Entries for locating named items:
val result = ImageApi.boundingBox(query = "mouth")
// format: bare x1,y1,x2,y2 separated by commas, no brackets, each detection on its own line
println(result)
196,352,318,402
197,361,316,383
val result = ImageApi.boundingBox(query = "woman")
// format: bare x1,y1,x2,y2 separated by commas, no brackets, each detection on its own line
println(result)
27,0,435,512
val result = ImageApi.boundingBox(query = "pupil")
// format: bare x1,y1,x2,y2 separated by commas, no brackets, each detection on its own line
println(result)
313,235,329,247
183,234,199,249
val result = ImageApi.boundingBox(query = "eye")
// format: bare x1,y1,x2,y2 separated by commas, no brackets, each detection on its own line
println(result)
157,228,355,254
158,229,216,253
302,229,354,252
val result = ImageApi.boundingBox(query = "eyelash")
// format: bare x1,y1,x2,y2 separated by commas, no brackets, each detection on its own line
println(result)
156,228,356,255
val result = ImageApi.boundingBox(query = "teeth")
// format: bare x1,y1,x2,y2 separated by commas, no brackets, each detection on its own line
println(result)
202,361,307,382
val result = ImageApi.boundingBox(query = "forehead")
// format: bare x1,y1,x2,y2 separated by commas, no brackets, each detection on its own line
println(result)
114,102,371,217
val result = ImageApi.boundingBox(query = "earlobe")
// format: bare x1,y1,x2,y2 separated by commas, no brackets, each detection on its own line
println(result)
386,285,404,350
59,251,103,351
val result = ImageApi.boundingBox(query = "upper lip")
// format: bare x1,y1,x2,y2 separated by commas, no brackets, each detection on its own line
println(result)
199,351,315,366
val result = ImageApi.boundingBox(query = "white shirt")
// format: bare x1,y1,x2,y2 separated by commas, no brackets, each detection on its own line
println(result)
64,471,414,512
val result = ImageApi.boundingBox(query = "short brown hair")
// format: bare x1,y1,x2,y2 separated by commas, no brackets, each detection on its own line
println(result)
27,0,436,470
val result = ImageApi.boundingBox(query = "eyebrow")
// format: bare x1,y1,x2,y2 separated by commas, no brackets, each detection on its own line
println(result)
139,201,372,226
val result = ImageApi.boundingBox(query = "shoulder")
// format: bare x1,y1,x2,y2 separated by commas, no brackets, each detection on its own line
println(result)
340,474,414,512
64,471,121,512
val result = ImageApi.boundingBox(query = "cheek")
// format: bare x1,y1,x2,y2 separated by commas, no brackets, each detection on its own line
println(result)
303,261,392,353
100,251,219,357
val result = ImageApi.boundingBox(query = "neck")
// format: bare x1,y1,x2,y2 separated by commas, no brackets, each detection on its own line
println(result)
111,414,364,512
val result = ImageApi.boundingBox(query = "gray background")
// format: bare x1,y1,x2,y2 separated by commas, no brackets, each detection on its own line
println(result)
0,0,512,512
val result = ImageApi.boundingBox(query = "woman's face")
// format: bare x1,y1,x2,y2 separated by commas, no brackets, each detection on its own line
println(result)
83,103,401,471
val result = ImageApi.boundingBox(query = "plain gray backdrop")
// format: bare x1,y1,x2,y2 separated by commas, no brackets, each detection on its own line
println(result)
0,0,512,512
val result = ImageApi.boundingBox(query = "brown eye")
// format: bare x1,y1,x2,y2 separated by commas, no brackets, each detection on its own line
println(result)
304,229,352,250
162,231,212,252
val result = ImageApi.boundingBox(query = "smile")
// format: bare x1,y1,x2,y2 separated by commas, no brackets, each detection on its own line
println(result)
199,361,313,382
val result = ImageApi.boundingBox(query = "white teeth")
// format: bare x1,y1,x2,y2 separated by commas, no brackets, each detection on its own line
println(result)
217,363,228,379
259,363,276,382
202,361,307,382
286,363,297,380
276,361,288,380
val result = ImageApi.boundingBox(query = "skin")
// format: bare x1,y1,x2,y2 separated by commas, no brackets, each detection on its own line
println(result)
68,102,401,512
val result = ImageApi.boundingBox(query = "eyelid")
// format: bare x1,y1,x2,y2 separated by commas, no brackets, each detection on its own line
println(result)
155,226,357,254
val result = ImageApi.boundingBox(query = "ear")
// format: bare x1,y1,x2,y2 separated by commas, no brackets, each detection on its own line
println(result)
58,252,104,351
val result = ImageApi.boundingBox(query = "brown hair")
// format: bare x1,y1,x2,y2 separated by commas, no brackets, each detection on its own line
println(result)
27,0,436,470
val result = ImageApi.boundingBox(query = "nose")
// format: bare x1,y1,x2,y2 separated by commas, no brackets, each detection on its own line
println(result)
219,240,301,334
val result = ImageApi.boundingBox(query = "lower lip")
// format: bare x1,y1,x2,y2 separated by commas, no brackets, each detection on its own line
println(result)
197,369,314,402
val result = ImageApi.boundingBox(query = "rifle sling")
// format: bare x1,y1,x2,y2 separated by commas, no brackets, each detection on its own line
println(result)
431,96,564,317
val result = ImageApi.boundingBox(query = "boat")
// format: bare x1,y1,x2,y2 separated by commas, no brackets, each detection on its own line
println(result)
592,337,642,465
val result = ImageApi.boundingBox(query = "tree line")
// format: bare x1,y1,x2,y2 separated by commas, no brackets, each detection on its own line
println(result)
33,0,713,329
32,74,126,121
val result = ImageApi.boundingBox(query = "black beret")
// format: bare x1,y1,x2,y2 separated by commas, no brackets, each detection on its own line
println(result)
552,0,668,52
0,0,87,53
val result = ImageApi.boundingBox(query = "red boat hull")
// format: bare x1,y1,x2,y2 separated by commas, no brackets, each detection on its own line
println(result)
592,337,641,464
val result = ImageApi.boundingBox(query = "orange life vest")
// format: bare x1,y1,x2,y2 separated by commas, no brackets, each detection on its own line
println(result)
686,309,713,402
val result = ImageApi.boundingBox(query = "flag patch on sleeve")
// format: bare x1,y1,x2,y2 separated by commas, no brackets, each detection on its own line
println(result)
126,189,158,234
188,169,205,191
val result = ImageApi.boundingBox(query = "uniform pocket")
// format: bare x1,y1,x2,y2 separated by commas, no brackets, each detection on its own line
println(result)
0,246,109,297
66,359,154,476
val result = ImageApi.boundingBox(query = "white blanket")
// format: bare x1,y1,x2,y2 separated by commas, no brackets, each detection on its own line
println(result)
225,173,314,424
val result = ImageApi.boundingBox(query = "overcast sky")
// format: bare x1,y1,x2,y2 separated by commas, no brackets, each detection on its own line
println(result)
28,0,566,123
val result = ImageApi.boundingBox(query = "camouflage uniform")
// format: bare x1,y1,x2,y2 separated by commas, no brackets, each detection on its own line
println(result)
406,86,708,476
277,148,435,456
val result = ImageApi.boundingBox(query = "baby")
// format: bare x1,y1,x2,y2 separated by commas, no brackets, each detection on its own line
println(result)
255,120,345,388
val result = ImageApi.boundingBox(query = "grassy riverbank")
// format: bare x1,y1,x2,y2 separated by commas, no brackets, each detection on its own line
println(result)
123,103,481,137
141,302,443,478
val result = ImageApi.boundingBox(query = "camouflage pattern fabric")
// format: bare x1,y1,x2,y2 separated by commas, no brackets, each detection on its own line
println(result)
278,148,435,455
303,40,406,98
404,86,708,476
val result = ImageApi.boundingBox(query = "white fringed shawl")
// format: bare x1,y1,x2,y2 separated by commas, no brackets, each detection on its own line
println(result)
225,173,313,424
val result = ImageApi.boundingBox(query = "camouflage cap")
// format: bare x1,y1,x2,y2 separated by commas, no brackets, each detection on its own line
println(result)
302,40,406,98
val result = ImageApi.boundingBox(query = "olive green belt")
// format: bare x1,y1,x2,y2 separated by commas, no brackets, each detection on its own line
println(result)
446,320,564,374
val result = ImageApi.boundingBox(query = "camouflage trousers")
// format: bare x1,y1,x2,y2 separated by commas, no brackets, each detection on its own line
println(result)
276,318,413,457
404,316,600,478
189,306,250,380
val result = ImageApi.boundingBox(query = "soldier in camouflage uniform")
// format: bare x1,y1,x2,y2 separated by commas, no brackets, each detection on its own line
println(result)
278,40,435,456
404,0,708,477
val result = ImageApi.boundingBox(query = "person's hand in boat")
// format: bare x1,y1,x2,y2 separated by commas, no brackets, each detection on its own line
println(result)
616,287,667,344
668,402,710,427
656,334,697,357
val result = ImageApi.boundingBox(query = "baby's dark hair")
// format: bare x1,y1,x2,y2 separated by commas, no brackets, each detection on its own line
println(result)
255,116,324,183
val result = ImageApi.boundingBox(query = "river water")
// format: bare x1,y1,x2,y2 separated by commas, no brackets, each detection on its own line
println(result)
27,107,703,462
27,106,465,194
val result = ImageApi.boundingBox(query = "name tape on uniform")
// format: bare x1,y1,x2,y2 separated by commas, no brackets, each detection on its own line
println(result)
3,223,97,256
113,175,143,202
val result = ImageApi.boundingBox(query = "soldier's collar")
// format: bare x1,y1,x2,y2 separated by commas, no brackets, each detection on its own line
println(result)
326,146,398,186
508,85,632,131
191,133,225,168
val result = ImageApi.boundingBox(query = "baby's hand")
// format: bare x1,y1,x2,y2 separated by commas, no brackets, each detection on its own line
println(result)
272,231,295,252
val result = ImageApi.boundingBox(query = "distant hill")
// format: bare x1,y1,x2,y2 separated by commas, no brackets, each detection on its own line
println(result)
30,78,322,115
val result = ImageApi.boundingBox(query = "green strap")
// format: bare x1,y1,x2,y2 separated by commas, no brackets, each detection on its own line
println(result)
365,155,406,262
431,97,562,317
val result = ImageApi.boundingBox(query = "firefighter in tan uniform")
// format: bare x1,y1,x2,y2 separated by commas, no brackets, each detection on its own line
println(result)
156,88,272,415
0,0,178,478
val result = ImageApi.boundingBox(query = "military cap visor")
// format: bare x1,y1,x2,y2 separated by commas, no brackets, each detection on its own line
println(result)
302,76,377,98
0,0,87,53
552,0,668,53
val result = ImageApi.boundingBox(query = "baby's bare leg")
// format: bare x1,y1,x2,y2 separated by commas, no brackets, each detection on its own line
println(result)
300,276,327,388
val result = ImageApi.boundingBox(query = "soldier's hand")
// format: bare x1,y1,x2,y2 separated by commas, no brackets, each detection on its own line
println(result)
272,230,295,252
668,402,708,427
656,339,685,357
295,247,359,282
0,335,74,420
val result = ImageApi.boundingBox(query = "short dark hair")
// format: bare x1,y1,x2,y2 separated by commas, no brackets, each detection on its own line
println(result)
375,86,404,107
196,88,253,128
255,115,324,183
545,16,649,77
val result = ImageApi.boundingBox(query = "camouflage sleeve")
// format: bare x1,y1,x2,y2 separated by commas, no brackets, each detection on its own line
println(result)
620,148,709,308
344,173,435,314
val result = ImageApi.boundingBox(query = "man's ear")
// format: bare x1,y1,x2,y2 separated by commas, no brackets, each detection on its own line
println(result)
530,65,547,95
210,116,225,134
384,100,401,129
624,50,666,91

Exercise requirements: Locate every line in the entries above that contains the word "gray", and copy each of those lines.

Task answer:
val result = ImageApi.boundingBox(query = "gray background")
val result = ImageApi.boundingBox(query = "plain gray backdrop")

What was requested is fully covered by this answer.